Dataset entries
────────────────────

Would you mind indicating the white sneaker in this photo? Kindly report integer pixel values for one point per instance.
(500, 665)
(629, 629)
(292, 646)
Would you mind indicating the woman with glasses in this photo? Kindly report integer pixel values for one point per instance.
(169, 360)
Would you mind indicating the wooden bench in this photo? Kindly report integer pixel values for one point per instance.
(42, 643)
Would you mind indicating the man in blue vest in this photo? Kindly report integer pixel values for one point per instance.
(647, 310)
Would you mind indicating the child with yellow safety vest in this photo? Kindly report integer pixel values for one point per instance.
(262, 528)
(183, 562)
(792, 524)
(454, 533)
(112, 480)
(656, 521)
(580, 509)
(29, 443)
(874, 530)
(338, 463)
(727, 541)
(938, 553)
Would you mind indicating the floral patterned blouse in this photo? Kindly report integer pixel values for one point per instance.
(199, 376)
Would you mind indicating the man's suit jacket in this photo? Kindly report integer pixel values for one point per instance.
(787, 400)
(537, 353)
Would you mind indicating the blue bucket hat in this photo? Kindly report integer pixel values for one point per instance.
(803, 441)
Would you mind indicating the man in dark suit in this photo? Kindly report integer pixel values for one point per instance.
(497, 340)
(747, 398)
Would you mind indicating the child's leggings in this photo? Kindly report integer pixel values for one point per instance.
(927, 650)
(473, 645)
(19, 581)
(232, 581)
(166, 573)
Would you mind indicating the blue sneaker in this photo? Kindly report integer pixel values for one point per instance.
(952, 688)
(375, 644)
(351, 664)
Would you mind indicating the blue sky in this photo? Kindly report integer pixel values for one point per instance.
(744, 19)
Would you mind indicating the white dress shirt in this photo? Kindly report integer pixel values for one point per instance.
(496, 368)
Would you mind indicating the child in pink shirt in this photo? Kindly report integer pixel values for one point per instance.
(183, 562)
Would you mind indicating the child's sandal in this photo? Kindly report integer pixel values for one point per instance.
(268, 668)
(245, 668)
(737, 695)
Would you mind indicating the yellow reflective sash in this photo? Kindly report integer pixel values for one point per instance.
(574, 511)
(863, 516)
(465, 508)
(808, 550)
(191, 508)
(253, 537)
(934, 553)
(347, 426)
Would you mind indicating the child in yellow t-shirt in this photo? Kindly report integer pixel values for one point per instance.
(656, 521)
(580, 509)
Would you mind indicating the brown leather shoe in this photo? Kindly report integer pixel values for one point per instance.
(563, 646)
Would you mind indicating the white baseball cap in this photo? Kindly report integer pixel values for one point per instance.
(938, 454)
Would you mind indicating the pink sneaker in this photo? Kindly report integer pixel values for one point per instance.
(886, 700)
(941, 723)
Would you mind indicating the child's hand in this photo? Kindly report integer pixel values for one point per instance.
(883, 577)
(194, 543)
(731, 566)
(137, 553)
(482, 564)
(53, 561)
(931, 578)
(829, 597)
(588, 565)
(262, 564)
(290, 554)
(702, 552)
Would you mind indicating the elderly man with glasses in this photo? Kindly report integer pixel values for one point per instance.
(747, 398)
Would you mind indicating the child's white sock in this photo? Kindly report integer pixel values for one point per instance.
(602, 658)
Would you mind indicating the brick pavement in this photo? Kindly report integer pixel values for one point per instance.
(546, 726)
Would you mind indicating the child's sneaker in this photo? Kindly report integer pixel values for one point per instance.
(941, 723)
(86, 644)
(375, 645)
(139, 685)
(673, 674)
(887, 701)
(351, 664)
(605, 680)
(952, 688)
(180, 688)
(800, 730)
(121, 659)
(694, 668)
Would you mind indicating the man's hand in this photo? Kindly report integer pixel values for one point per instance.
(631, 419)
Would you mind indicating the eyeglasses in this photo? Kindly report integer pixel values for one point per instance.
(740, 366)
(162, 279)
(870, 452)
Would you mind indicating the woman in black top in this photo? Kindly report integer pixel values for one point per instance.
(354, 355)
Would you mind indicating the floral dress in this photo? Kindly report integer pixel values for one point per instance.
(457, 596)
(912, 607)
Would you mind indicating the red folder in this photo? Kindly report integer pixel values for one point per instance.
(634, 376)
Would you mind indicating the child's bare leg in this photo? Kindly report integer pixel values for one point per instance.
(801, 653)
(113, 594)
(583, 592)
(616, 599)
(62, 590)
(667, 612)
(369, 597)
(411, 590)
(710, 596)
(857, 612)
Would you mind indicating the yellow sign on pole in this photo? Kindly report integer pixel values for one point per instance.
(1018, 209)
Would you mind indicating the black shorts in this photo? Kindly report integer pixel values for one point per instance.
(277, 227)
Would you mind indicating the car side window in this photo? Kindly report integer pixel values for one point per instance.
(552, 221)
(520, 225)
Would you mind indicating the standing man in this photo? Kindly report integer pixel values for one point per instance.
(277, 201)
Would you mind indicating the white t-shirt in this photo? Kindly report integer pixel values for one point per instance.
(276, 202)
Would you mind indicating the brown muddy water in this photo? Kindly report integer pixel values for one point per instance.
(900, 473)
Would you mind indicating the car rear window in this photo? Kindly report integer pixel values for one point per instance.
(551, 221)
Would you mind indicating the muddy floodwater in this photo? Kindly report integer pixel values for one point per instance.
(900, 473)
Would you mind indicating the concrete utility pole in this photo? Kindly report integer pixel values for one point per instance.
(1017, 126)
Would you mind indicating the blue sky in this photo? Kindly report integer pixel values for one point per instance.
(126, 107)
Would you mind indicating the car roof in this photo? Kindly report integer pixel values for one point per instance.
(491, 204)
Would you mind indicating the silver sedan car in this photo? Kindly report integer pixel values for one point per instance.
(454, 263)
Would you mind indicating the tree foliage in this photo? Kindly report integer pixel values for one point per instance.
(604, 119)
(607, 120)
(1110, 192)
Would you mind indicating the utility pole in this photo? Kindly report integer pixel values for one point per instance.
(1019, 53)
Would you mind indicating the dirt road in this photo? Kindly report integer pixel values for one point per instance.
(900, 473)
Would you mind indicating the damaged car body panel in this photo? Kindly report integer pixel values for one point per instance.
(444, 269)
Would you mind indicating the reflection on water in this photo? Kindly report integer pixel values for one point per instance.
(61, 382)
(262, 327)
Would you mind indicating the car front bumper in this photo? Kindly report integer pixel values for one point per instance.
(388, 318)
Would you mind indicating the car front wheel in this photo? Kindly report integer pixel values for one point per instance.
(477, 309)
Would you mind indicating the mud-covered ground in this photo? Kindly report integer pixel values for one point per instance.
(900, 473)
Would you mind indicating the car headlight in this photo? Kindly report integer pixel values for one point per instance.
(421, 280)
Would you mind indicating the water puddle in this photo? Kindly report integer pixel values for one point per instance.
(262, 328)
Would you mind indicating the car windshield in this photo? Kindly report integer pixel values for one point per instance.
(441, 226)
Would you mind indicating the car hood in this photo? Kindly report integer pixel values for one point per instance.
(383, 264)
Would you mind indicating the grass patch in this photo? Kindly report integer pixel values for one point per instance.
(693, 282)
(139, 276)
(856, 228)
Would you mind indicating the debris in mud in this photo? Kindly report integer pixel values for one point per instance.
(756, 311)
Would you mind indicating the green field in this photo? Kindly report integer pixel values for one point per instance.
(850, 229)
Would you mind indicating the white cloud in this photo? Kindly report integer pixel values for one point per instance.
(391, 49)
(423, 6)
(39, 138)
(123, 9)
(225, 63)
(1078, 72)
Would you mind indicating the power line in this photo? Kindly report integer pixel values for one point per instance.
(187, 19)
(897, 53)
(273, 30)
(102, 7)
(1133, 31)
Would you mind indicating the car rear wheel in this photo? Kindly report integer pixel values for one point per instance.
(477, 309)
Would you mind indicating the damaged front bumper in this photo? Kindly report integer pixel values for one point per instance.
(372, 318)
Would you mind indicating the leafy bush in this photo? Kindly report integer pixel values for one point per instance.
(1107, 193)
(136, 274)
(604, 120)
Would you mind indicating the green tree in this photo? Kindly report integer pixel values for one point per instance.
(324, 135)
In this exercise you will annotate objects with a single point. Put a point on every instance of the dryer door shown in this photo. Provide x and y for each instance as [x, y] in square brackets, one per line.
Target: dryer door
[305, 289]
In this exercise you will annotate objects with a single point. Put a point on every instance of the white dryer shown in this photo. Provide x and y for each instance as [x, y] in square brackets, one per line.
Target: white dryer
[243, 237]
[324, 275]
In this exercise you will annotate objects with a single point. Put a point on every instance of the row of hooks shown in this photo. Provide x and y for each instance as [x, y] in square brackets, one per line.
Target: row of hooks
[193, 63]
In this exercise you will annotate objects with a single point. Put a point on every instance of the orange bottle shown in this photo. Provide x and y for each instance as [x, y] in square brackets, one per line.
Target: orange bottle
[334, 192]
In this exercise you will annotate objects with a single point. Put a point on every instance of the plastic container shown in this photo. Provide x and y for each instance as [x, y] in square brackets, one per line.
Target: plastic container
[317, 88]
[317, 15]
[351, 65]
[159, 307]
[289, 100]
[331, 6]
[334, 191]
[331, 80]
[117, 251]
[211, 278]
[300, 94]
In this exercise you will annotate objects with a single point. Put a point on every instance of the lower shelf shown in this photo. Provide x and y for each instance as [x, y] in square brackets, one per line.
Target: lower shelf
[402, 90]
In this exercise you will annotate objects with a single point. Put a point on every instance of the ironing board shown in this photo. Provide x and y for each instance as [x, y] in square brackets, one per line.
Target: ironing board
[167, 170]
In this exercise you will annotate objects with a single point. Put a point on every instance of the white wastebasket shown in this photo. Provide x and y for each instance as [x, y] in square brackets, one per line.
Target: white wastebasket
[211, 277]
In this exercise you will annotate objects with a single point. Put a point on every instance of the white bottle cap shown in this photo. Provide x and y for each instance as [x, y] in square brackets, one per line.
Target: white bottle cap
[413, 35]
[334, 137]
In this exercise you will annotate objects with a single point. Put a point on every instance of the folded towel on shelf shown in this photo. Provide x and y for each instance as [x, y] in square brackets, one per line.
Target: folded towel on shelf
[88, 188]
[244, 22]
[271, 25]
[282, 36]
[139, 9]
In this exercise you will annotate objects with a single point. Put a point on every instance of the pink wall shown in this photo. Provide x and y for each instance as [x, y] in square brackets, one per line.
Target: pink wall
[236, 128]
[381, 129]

────────────────────

TASK DESCRIPTION
Of the entries above, repeat exactly the lines between the line with "Would you mind indicating the car rear wheel" and the line with "the white dryer", inclusive, and no others.

RESULT OF THIS TASK
Would you mind indicating the car rear wheel in this photo? Kindly report integer pixel values for one point per instance.
(477, 309)
Would you mind indicating the damaged front bumper in this photo? Kindly report integer pixel values for one point per instance.
(372, 318)
Would you mind indicating the leafy bush in this photo? Kindly report integer pixel values for one point per instance.
(1107, 193)
(136, 274)
(604, 120)
Would you mind indicating the green tree in this photo? Kindly report integer pixel values for one point per instance.
(324, 135)
In this exercise you will annotate objects with a single point. Put a point on every instance of the dryer door shown in this photo. Provide x and y for each instance as [x, y] in square brackets, one per line.
Target: dryer door
[305, 289]
In this exercise you will annotate objects with a single point. Put a point on every instance of the white dryer shown in this photo. Provide x and y for each instance as [x, y] in square brackets, one per line.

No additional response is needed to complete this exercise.